== Input material ==

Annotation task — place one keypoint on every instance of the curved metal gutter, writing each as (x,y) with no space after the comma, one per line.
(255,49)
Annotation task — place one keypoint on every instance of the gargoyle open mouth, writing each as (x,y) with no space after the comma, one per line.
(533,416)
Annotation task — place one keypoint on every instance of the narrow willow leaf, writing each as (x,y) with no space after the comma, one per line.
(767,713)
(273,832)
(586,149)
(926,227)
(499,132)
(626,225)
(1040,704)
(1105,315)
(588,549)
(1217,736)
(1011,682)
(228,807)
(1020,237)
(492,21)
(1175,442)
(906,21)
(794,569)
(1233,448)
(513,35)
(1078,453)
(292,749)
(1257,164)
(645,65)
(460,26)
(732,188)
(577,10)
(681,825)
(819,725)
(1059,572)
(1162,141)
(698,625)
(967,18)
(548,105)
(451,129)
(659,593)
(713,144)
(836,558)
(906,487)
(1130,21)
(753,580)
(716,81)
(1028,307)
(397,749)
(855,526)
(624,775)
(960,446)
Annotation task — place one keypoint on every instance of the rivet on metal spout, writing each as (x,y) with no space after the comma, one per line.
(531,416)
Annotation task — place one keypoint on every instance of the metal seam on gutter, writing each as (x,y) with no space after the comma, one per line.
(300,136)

===

# [Directions for this task]
Give every line of the items above as a Markdown table with two columns, Number and Item line, numbering the rows in order and leaving out blank lines.

# [Full solution]
| Number | Item line |
|---|---|
| 1 | Annotation task — place one keypoint on every instance of the curved metal gutter, writing each as (x,y) with no space after the comma, one per line. |
| 2 | (255,49) |
| 3 | Annotation task — place one keypoint on every instance of the gargoyle open mouth, writing each as (x,y) with no space after the comma, one per line. |
| 4 | (533,416) |
| 5 | Annotation task — place one keypoint on every instance of the narrow willow leaf, writing each as (x,y) with no space after the comma, one per line. |
| 6 | (767,713) |
| 7 | (273,832) |
| 8 | (586,149) |
| 9 | (926,227) |
| 10 | (499,132) |
| 11 | (626,225) |
| 12 | (1040,704) |
| 13 | (1105,315) |
| 14 | (588,549) |
| 15 | (1217,736) |
| 16 | (1011,682) |
| 17 | (228,807) |
| 18 | (1020,237) |
| 19 | (492,21) |
| 20 | (1175,442) |
| 21 | (906,21) |
| 22 | (794,569) |
| 23 | (1233,448) |
| 24 | (513,35) |
| 25 | (1078,453) |
| 26 | (292,749) |
| 27 | (1257,164) |
| 28 | (645,65) |
| 29 | (460,26) |
| 30 | (732,188) |
| 31 | (577,10) |
| 32 | (681,825) |
| 33 | (819,725) |
| 34 | (1059,572) |
| 35 | (1162,141) |
| 36 | (698,625) |
| 37 | (967,18) |
| 38 | (548,105) |
| 39 | (451,129) |
| 40 | (659,593) |
| 41 | (713,144) |
| 42 | (836,558) |
| 43 | (906,487) |
| 44 | (1130,21) |
| 45 | (753,580) |
| 46 | (716,81) |
| 47 | (1028,307) |
| 48 | (397,749) |
| 49 | (855,526) |
| 50 | (624,775) |
| 51 | (960,446) |
| 52 | Annotation task — place one keypoint on every instance of the rivet on metal spout, writing each as (x,y) with no space after the comma, one per line. |
| 53 | (531,416) |
| 54 | Annotation task — place one keypoint on every instance of the metal seam on gutter, writing each as (x,y) with no space after the comma, one per line. |
| 55 | (300,136) |